> Exercise
Can you reproduce every line from the line with "Reviewer note: every instance of the curtain fold" through the end of the items, requests included and unchanged, scaling each coordinate in the answers by 0.4 and rounding it to a whole number, with halves rounded up?
════════════════════
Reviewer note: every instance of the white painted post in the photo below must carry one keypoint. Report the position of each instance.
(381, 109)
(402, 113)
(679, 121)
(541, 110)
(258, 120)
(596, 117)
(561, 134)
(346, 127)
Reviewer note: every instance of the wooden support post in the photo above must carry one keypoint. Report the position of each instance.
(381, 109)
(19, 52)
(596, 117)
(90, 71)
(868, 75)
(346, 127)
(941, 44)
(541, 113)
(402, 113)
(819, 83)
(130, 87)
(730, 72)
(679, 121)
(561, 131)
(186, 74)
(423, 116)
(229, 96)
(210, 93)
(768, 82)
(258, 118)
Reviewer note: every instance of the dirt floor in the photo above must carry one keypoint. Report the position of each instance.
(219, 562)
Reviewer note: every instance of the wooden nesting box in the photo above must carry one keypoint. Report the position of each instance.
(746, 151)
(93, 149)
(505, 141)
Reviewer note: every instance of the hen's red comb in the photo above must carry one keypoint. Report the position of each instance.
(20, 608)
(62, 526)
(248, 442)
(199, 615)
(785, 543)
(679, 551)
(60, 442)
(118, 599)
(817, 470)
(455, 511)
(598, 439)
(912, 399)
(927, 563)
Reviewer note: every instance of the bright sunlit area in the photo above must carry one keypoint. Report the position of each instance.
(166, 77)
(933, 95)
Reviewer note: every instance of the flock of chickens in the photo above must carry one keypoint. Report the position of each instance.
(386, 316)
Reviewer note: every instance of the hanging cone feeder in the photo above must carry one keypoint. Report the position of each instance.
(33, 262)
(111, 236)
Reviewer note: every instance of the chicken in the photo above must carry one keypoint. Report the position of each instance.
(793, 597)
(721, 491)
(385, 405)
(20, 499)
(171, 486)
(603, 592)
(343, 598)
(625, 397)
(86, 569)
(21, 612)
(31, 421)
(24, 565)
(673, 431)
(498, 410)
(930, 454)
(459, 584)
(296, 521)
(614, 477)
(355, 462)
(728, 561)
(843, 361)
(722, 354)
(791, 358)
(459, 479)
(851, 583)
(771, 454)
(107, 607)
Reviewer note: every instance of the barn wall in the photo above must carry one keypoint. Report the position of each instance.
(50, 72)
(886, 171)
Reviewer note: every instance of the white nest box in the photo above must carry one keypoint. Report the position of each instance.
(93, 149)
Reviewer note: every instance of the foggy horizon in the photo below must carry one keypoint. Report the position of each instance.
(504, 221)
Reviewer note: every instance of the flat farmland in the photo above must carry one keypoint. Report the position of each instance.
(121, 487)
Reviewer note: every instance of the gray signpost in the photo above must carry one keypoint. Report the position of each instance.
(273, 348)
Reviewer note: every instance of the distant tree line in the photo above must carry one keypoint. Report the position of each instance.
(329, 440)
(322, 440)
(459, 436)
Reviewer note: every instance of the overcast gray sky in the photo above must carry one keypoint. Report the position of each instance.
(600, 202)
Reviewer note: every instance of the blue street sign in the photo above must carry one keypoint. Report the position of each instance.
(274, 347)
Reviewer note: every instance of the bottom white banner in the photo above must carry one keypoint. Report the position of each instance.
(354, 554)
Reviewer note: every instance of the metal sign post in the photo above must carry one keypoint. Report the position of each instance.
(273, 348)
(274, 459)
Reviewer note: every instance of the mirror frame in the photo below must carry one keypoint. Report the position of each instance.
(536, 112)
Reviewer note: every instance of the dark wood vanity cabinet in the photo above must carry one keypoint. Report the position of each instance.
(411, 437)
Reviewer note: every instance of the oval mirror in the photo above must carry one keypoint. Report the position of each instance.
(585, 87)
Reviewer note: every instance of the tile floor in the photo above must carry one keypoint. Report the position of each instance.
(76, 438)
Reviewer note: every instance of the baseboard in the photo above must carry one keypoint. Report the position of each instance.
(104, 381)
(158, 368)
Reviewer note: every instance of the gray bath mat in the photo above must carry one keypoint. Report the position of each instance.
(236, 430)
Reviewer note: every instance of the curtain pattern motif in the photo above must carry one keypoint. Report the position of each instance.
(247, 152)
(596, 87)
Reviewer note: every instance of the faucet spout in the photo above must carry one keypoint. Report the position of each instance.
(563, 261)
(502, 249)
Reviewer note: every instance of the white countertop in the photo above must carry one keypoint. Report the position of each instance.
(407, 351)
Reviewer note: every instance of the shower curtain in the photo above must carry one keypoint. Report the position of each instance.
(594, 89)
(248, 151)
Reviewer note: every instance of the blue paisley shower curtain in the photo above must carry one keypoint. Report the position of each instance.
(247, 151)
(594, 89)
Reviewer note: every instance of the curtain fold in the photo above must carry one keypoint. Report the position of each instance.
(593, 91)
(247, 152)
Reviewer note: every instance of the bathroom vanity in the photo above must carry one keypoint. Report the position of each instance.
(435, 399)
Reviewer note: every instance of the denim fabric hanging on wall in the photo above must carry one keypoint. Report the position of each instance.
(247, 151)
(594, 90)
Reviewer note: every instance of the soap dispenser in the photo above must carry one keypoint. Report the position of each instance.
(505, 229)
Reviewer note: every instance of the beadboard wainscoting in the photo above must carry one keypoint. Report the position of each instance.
════════════════════
> Complete response
Reviewer note: every instance of the curtain fold in the photo above must carry one keypoint. Report the position of each instance.
(237, 36)
(99, 61)
Reviewer note: every instance of the bathroom vanity in the photo above must carry one keypoint. Report the position of each instance.
(174, 160)
Reviewer note: every instance of the denim fabric hanging on wall in the photo above must carry one keypoint. Report the position of each instance.
(99, 60)
(238, 36)
Reviewer note: every instance of the soap dispenser in the photo above must carry one keypoint. Report the position of each instance.
(202, 92)
Reviewer note: every instance of the beadboard wainscoting in the photo above must carry one keypoint. Report the position of each instance.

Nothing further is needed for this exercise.